Dataset entries:
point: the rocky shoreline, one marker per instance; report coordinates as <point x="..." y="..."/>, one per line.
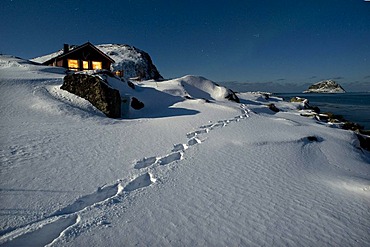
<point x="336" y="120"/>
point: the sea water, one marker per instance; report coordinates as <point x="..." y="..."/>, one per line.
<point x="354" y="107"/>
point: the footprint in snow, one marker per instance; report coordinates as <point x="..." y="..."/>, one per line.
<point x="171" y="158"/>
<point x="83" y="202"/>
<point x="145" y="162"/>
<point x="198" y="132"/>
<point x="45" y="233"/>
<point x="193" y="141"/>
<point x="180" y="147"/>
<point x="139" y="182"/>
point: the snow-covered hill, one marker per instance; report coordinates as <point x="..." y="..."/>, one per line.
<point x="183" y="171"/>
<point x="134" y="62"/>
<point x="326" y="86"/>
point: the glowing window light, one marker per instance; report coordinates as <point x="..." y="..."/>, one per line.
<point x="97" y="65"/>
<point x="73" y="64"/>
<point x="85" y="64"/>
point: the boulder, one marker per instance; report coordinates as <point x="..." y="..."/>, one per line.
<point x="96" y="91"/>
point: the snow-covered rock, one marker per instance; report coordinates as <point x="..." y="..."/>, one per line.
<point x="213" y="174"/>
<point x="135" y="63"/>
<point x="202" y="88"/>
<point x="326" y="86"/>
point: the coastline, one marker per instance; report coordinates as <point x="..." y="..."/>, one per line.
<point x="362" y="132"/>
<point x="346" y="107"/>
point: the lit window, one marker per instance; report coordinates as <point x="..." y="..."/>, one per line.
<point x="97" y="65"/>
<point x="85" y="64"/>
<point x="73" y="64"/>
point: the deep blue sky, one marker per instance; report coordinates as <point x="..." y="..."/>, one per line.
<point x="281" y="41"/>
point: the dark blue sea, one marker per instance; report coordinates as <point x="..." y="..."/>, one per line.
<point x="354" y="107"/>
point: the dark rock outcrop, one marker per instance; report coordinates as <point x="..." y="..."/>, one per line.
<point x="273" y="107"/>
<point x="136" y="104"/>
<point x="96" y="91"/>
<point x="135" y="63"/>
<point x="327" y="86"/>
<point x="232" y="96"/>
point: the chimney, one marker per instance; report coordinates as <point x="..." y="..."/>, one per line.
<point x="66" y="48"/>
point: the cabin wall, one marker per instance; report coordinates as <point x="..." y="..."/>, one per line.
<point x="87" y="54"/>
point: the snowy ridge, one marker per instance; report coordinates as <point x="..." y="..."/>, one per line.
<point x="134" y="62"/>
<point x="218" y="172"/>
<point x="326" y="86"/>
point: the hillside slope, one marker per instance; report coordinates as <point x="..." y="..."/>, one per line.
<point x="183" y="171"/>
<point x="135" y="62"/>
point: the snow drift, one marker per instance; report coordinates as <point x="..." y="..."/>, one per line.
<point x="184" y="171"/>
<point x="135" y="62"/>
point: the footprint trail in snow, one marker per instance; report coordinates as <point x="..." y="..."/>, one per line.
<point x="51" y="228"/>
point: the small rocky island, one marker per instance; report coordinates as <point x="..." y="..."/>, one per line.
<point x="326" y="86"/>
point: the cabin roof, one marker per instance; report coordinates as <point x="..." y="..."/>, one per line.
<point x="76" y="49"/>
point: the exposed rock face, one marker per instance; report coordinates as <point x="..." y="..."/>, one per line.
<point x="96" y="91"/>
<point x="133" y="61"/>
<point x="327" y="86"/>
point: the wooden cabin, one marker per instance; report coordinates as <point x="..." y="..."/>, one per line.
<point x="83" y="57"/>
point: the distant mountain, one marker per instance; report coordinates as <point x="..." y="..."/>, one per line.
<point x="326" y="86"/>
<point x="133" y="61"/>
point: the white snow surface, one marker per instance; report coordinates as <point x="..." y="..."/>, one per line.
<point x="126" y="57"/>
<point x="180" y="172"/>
* * *
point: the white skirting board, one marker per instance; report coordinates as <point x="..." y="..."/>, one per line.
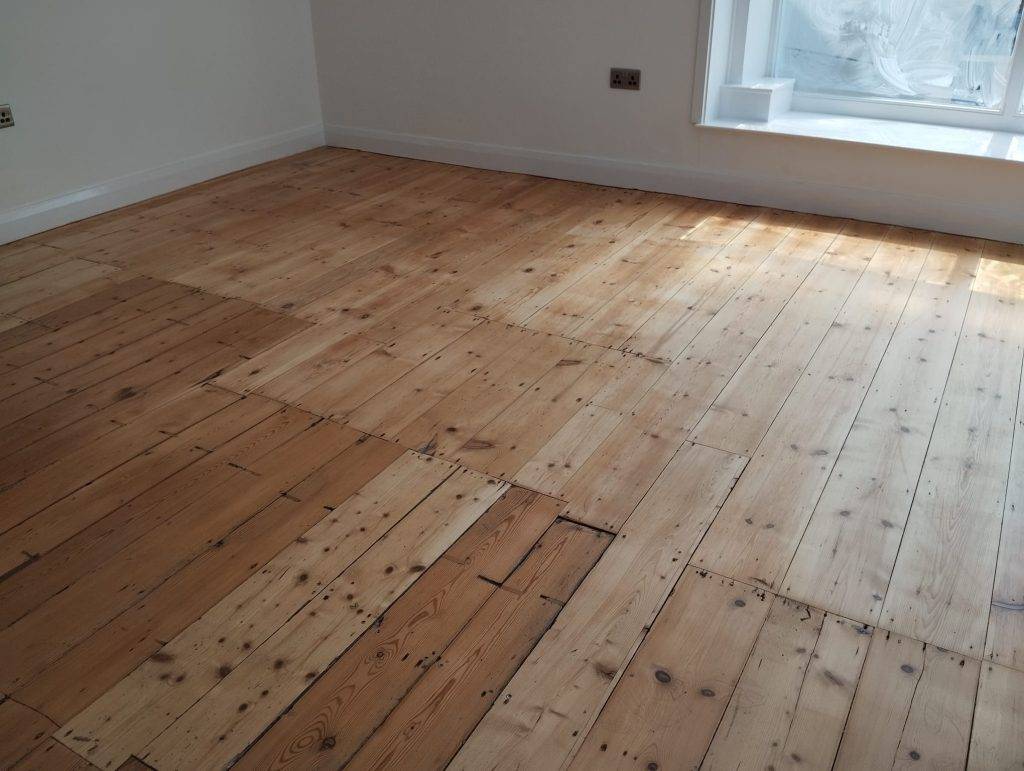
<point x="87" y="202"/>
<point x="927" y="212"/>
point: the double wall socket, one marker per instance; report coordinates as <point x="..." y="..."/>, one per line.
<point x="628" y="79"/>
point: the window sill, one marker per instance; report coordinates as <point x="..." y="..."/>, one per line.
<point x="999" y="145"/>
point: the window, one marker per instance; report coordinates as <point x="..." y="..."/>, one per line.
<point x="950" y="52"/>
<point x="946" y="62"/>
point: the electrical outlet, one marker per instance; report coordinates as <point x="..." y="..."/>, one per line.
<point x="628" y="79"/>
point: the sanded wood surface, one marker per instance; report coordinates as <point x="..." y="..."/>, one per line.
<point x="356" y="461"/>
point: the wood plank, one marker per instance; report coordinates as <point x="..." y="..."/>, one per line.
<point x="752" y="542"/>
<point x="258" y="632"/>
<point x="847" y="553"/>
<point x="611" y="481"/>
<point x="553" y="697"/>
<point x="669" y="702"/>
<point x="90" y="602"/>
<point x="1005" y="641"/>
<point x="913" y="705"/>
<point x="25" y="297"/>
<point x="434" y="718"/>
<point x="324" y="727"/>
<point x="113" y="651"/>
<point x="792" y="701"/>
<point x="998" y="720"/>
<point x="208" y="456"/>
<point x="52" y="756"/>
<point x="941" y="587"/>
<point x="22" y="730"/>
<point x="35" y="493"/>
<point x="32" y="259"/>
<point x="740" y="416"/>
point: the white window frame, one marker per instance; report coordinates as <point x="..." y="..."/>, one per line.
==
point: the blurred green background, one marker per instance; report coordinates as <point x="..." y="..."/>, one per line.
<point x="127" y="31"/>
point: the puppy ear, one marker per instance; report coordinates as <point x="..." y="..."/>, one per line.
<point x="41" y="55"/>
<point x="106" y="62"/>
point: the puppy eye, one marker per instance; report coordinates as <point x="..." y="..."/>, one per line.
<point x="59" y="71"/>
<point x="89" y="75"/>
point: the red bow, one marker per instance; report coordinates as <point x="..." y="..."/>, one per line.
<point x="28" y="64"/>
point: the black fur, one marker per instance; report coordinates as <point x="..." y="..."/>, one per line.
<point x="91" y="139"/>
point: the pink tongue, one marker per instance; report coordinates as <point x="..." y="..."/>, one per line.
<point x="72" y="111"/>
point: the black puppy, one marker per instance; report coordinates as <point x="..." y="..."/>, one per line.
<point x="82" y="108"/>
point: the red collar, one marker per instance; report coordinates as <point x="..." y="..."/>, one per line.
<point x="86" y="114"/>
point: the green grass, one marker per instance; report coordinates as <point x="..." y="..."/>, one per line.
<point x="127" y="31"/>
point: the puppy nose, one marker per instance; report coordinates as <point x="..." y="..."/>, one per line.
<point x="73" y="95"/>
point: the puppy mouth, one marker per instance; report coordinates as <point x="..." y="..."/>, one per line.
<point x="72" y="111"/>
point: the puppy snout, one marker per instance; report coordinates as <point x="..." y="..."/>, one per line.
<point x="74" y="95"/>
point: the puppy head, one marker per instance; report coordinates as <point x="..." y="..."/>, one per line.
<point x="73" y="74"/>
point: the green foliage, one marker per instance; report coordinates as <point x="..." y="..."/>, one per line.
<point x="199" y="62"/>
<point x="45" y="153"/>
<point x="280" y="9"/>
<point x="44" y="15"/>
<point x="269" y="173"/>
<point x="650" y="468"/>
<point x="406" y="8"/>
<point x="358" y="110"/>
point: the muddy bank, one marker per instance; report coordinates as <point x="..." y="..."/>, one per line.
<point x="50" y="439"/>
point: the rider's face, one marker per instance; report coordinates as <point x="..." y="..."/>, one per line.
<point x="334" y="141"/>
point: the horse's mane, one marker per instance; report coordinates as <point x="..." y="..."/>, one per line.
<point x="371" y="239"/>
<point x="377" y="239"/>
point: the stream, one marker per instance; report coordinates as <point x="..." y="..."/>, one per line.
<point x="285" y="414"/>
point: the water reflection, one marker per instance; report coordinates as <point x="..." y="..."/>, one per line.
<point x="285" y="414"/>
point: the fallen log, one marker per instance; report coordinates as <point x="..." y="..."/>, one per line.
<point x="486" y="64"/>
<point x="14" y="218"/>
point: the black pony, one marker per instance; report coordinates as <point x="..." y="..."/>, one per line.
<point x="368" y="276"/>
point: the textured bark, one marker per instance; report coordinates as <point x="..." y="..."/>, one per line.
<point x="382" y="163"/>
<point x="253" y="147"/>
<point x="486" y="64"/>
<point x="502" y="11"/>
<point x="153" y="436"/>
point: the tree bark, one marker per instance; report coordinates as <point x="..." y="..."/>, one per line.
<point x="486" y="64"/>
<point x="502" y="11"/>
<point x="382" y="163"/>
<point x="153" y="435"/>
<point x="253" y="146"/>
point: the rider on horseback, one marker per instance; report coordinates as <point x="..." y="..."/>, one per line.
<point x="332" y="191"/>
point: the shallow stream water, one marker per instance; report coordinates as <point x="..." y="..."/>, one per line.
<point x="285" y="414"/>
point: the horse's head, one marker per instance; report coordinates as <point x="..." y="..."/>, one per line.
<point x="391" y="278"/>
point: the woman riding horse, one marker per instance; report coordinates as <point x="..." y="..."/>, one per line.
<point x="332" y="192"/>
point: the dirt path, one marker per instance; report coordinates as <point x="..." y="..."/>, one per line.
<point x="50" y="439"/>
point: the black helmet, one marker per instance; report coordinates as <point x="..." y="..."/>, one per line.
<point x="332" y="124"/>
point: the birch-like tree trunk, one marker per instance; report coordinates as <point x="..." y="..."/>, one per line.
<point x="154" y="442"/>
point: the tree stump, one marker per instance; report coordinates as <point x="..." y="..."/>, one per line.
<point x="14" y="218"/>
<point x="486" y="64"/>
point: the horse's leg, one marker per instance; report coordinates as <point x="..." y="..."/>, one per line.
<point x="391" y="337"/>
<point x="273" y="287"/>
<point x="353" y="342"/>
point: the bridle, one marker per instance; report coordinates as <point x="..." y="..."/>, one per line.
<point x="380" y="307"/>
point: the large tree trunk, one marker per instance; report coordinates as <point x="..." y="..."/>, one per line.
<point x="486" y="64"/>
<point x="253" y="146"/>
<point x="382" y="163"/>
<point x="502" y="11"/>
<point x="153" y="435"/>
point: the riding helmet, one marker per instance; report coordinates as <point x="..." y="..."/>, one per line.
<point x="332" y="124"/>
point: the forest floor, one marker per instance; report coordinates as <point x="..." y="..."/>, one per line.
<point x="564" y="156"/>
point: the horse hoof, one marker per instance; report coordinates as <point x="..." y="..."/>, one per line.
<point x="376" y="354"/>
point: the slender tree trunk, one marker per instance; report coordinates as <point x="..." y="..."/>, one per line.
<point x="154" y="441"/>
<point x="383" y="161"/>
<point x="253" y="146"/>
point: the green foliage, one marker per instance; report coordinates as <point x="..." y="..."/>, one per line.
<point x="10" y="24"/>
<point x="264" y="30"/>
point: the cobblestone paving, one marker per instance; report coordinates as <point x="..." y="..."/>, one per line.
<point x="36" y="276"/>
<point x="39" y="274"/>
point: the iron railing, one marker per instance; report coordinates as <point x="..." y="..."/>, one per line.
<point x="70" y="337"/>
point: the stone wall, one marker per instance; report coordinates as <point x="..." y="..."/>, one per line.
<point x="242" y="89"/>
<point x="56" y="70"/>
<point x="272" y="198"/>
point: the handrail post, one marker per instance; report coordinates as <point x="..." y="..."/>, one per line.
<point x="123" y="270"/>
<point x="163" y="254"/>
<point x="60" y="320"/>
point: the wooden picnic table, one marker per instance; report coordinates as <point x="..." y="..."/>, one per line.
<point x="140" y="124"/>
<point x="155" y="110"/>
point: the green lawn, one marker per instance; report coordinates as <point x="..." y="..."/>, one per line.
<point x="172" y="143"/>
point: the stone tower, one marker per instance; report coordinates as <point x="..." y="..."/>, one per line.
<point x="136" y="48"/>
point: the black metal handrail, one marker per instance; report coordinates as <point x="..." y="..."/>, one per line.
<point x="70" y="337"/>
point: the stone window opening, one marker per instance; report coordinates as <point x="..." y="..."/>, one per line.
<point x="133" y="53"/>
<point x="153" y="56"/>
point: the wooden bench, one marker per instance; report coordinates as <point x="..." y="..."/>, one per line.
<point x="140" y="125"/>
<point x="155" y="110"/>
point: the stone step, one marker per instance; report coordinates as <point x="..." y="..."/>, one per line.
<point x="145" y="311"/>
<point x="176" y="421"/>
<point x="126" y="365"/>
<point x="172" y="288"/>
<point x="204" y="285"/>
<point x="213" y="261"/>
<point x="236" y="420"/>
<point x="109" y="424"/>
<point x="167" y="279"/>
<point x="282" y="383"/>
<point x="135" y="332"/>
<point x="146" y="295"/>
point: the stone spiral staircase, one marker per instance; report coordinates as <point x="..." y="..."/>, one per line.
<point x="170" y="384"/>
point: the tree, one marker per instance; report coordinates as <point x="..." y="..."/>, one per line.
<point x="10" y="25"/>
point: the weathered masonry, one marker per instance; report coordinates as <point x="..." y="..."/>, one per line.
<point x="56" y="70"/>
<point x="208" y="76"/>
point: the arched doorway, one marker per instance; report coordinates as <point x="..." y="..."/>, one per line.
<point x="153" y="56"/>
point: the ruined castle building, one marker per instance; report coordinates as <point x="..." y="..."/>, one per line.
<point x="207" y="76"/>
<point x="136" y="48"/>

**Exercise task:** Extract every line of the records that contains the word "stream".

**Answer to this exercise:**
point: the stream, one marker per instance; report coordinates as <point x="..." y="..."/>, one per line.
point: the shallow stream water, one marker per instance; report coordinates as <point x="..." y="..."/>, one per line.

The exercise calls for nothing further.